=== SELECTED PASSAGE ===

== Segment start ==

By Becky Zimmer
A 46-7 victory against the Regina Riot was not all the Saskatoon Valkyries celebrated on Saturday night at SMF Field.
The six-time Western Women’s Canadian Football League (WWCFL) champions also celebrated their alumni, their 10th season as a tackle football club, and their founder and first head coach, Jeff Yausie, before and after the game.
There have been many ups and downs over the years for the club, but Yausie said seeing the number of young women who come out and try football for themselves, the first under-18 female national championship happening in July, and the number of Valkyries consistently making national teams — including the 12 who are going to Finland in July for the International Federation of American Football’s World Championship — are all signs that women’s football is thriving in the province right alongside other elite football teams.

== Segment end ==

Reproduce the passage from the Saskatoon Valkyries article starting at "The six-time Western" and ending at "elite football teams.".

=== SUPPLIED DATA ===

== Segment start ==

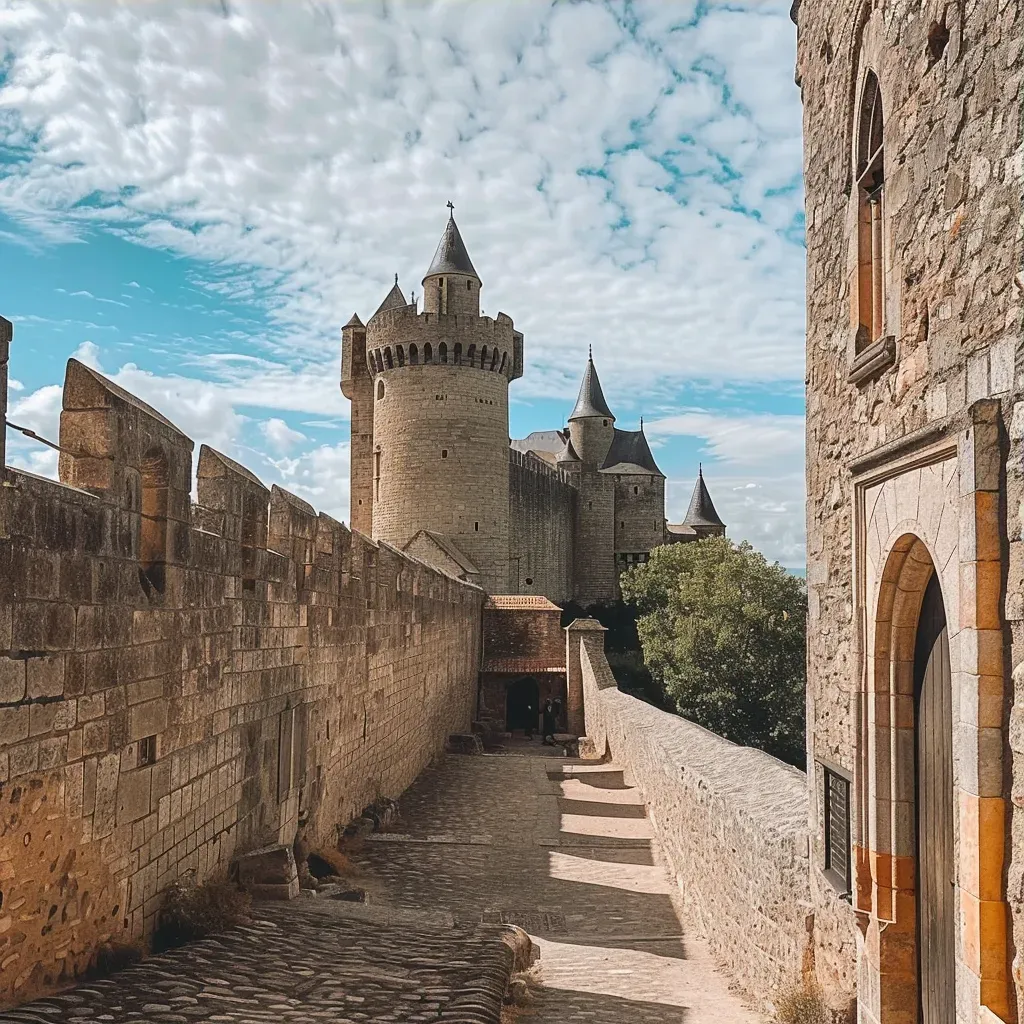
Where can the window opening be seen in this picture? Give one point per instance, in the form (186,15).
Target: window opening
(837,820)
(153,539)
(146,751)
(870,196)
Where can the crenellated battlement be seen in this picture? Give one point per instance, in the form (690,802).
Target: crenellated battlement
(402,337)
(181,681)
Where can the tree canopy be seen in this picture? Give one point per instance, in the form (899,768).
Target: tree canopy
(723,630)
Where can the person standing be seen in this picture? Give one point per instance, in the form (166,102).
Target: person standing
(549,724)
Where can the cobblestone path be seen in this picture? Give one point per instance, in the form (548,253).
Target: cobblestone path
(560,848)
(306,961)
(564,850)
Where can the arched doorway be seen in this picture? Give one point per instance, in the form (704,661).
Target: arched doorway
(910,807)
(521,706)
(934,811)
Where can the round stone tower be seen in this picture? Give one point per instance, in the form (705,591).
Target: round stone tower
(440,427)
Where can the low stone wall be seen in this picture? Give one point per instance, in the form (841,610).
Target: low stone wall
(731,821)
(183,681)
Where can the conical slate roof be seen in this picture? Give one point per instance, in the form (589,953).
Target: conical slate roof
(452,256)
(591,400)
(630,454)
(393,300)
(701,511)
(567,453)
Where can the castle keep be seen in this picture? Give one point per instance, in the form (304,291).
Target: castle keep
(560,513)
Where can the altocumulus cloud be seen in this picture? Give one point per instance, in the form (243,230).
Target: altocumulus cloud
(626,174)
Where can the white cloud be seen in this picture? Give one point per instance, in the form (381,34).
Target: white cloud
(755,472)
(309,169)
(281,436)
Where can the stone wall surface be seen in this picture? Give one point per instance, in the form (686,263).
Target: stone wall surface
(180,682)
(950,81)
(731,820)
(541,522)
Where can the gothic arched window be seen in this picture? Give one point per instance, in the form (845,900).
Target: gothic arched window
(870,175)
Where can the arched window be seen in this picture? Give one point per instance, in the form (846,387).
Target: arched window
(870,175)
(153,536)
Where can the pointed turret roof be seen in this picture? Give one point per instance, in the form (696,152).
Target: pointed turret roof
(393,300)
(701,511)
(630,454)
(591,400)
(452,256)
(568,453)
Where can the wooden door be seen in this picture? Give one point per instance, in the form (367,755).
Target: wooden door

== Segment end ==
== Segment start ==

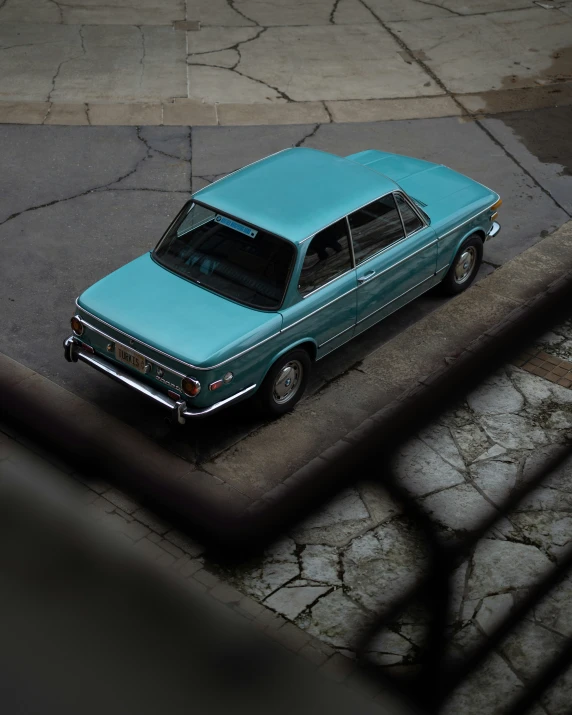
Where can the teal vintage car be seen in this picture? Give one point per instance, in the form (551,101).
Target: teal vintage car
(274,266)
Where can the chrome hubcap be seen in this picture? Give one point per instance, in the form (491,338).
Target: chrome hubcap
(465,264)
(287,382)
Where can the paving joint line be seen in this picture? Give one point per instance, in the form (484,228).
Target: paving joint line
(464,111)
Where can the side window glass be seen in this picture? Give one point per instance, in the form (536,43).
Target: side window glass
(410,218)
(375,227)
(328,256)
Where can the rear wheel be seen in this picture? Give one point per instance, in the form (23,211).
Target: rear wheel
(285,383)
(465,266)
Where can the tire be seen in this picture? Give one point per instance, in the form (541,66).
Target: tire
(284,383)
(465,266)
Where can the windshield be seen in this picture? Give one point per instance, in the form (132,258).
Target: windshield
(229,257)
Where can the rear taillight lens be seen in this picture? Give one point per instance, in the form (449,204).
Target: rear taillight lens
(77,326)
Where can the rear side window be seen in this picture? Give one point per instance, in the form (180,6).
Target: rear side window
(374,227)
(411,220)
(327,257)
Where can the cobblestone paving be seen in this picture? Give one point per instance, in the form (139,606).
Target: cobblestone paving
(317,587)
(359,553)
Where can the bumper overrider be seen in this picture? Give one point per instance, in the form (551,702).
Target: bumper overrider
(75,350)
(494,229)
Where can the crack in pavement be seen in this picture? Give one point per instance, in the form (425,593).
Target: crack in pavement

== Segment end ==
== Segment start ==

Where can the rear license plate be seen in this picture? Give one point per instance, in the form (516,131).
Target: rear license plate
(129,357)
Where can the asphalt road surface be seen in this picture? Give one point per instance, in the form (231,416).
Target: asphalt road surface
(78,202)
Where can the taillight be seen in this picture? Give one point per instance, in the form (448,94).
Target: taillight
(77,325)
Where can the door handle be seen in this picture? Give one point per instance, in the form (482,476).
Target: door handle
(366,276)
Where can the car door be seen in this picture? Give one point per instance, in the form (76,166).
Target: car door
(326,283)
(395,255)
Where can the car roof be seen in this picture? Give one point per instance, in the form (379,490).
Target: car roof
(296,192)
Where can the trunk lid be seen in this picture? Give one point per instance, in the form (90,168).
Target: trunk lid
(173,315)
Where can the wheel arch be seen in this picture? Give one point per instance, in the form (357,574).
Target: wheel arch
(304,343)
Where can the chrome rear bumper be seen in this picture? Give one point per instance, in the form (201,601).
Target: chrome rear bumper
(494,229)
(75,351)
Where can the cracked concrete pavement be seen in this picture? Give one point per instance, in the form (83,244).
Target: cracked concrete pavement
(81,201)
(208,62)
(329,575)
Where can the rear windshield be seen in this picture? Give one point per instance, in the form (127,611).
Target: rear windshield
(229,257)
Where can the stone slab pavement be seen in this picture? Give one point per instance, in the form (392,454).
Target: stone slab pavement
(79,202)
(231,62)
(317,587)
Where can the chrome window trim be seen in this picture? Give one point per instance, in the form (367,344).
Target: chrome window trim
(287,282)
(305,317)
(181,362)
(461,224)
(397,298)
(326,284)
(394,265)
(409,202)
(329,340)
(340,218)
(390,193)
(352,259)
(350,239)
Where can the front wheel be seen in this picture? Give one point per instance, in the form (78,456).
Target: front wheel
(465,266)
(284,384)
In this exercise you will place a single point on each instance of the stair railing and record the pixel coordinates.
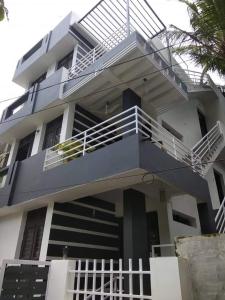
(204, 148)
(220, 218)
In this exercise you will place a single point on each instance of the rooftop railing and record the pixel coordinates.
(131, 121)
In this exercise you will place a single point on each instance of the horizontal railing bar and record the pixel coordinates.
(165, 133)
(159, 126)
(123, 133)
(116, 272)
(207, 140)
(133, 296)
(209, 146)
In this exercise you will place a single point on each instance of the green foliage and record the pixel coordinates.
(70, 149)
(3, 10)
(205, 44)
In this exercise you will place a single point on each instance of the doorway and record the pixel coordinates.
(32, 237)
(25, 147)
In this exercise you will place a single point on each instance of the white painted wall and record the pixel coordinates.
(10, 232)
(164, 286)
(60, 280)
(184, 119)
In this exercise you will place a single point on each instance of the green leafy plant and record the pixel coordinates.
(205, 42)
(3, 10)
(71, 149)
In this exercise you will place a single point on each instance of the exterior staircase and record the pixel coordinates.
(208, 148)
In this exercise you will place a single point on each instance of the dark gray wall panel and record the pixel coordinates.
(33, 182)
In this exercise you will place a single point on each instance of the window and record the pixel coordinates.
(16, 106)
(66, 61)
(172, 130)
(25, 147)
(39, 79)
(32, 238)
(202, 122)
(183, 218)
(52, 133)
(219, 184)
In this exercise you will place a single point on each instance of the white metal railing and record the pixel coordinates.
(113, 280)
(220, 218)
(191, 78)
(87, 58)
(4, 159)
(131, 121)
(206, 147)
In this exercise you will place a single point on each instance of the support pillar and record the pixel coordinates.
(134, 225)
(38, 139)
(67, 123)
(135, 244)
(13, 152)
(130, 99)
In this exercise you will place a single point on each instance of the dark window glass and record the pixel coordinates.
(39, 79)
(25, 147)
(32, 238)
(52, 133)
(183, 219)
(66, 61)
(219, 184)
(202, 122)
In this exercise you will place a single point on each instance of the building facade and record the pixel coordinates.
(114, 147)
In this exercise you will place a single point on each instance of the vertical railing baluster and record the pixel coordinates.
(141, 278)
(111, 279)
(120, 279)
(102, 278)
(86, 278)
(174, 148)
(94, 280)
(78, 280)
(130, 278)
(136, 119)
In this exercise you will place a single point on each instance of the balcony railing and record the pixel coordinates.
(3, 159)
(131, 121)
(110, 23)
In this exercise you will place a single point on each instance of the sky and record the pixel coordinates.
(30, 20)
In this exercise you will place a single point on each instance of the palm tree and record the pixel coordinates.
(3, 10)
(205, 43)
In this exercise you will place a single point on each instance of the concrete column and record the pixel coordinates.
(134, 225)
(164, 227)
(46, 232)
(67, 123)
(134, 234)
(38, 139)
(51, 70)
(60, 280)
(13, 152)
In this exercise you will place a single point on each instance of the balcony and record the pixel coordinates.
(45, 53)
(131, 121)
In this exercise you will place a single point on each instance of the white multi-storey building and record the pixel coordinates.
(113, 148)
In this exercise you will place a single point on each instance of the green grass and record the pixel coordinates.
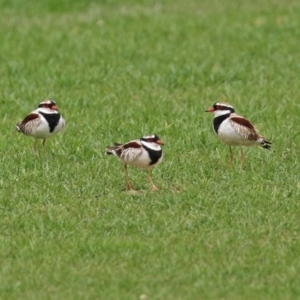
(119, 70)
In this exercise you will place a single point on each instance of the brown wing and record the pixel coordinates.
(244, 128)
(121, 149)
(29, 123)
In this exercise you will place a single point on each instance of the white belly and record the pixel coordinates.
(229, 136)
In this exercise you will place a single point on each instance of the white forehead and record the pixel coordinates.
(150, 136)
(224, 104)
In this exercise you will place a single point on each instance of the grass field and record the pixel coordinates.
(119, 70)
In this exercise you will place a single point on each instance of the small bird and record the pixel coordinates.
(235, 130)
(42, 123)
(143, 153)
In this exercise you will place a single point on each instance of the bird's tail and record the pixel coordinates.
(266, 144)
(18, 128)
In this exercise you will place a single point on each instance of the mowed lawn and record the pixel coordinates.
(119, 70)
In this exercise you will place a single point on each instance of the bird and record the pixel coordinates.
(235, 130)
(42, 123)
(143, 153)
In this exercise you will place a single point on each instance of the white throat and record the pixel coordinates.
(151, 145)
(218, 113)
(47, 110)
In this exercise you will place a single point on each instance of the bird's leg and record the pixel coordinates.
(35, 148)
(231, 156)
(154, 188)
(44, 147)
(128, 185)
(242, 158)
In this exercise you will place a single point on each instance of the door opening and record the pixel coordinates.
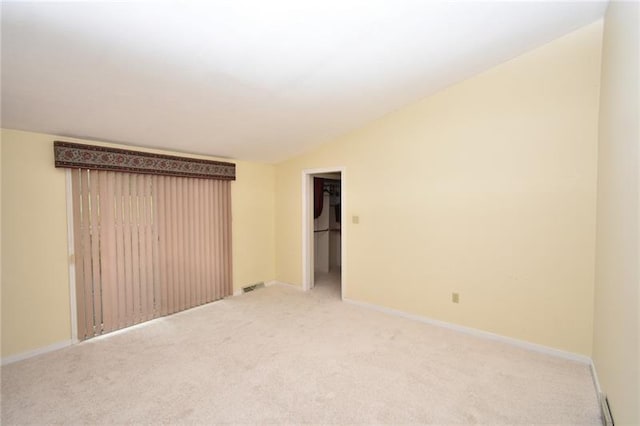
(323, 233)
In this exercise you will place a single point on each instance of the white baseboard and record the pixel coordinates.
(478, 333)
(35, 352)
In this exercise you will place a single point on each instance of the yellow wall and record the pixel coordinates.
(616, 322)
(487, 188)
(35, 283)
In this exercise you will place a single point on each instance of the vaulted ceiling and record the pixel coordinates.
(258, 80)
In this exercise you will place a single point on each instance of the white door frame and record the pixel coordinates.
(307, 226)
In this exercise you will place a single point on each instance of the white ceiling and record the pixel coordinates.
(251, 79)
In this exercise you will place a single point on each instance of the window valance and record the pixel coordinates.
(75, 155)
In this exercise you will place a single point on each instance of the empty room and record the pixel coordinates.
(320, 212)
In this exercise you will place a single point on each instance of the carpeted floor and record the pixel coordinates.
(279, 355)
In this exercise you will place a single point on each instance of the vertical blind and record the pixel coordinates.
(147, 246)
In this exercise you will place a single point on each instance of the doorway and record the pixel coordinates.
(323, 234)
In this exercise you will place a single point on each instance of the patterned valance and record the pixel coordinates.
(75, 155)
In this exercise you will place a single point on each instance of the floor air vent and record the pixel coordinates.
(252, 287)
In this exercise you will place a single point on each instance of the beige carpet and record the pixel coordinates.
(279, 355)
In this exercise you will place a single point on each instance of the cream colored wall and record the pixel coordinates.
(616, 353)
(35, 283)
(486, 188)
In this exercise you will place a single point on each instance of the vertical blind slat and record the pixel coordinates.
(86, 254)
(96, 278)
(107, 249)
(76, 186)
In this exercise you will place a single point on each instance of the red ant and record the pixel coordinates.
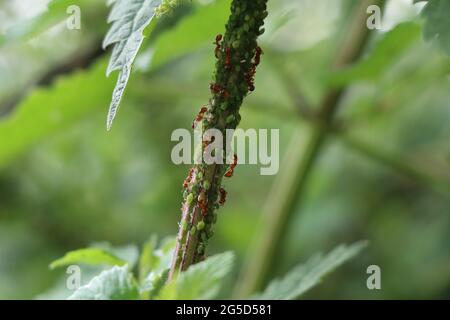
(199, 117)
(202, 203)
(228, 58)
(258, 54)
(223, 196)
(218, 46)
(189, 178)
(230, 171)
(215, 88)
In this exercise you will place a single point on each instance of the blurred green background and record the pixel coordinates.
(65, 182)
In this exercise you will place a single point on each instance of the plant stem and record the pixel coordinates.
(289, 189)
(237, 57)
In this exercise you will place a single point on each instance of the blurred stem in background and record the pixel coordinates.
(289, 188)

== Segment end ==

=== EXPECTED ANSWER ===
The six-time Western Women’s Canadian Football League (WWCFL) champions also celebrated their alumni, their 10th season as a tackle football club, and their founder and first head coach, Jeff Yausie, before and after the game.
There have been many ups and downs over the years for the club, but Yausie said seeing the number of young women who come out and try football for themselves, the first under-18 female national championship happening in July, and the number of Valkyries consistently making national teams — including the 12 who are going to Finland in July for the International Federation of American Football’s World Championship — are all signs that women’s football is thriving in the province right alongside other elite football teams.